### RECORDS SUPPLIED
******
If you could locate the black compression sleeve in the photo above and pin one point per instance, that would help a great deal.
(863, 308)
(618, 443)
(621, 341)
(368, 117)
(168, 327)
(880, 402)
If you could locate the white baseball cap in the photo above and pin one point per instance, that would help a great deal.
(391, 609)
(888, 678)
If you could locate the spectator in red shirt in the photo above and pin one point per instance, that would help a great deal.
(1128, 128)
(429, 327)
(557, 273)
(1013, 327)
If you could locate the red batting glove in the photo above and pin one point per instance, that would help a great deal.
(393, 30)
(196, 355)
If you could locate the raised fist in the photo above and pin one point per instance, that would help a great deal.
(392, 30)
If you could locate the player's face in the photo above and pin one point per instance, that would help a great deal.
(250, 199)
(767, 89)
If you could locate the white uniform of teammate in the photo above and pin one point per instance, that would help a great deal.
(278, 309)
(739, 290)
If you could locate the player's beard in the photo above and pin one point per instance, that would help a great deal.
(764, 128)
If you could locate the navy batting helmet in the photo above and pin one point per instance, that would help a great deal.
******
Scale the items above by writing out every line again, keeping the wording as it is and multiplying the x and y coordinates of each point by 2.3, rounded to whole numbers with halves going up.

If you could locate the black compression sleeve in the photo above and pin one point per instance, that would help a great deal.
(1985, 708)
(1421, 1019)
(1428, 784)
(846, 269)
(386, 752)
(2024, 925)
If you could locate the white baseball cap in the photo above and pin one point per instance, that would help a great deal.
(899, 1401)
(2042, 1559)
If you could locate the spectator in red shirt in the photo above and pin one point per instance, that would help a great deal.
(2594, 294)
(987, 752)
(1281, 628)
(2330, 752)
If you could locate the red batting glove in the photo above and pin one point per instance, that would help a great deal.
(904, 69)
(451, 817)
If you could locate the raised fist in the photo above and pin one point per instance, that would help a great deal.
(902, 69)
If you could locate the player's face in the photo above and pin one point per instance, that would help a great deal.
(575, 458)
(1764, 205)
If you could locate the white uniform of teammate in the photo above and pin one point per instance, that would help a great deal.
(639, 711)
(1700, 667)
If you could locate the player's beard in the photo above and pin one point per instance, that would help a great deal.
(1757, 294)
If you could locate the navy batting helmet in the photo above and pin one point per instance, that would help a great deal.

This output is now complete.